Short problem 1:
Reproduce the forum post below on navigating Boards, Threads and Posts, in full and word for word.

### Quoted passage

Postby modellingman » November 25th, 2016, 9:49 am

This thread has taken an interesting turn, so here's my two pennorth.

There's a hierarchy: Boards, Threads and Posts.

Each Board has a board-id. I've updated the list of the Boards and board-ids I previously posted to include all the Company boards. It is here (*).

Posts also have a unique message-id

A URL of the form

(1) boards.fool.co.uk/board-id.aspx?mid=message-id

provides the content of a Board as a "page" containing a list of,generally, 50 Posts in the form of links. The list starts with the Post which has the specified message-id.

The URLs sitting behind the "Prev" and "Next" links at the top of each list (and repeated at the foot of the list) provide message-id values which can be used generate the preceding and succeeding "page" of that Board's content.

If there is a conflict between the board-id and the message-id in (1), ie the specified Post does not belong to the specified Board, the board-id takes precedence and the list starts with the first Post with the next highest message-id. A useful trick is to set the message-id to 1. This lists the earliest content of the specified Board. The most recent content is accessed by omitting the querystring from URL (1). So the content of a board can be listed starting with the oldest and going forwards in time, or with the most recent and going backwards.

######
### Records to process

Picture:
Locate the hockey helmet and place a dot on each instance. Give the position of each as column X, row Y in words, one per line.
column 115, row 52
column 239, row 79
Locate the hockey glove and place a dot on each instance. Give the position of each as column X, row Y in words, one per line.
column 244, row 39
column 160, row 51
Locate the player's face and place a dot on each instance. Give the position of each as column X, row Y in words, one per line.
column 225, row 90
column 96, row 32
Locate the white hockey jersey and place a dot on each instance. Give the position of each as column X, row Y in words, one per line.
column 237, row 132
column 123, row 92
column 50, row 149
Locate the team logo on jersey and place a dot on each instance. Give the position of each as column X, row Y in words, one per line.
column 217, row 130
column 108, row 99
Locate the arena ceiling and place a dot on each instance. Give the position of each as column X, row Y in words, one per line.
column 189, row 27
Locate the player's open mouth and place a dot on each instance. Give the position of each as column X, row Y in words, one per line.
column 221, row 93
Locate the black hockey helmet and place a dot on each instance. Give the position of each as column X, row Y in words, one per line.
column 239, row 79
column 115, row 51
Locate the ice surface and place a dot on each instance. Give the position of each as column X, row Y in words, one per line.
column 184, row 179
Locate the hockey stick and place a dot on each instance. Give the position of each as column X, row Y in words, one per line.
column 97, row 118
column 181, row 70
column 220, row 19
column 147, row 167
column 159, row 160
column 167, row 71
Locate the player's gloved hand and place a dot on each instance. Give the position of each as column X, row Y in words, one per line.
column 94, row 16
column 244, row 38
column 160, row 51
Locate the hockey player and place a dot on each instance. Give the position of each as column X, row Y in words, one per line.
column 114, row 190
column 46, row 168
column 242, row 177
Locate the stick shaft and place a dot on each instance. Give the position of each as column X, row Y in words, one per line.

######

Short problem 2:
From the entries above, return every line that contains the string "stick". Case counts.

Worked solution 1:
Postby modellingman » November 25th, 2016, 9:49 am

This thread has taken an interesting turn, so here's my two pennorth.

There's a hierarchy: Boards, Threads and Posts.

Each Board has a board-id. I've updated the list of the Boards and board-ids I previously posted to include all the Company boards. It is here (*).

Posts also have a unique message-id

A URL of the form

(1) boards.fool.co.uk/board-id.aspx?mid=message-id

provides the content of a Board as a "page" containing a list of,generally, 50 Posts in the form of links. The list starts with the Post which has the specified message-id.

The URLs sitting behind the "Prev" and "Next" links at the top of each list (and repeated at the foot of the list) provide message-id values which can be used generate the preceding and succeeding "page" of that Board's content.

If there is a conflict between the board-id and the message-id in (1), ie the specified Post does not belong to the specified Board, the board-id takes precedence and the list starts with the first Post with the next highest message-id. A useful trick is to set the message-id to 1. This lists the earliest content of the specified Board. The most recent content is accessed by omitting the querystring from URL (1). So the content of a board can be listed starting with the oldest and going forwards in time, or with the most recent and going backwards.

Worked solution 2:
Locate the hockey stick and place a dot on each instance. Give the position of each as column X, row Y in words, one per line.
Locate the stick shaft and place a dot on each instance. Give the position of each as column X, row Y in words, one per line.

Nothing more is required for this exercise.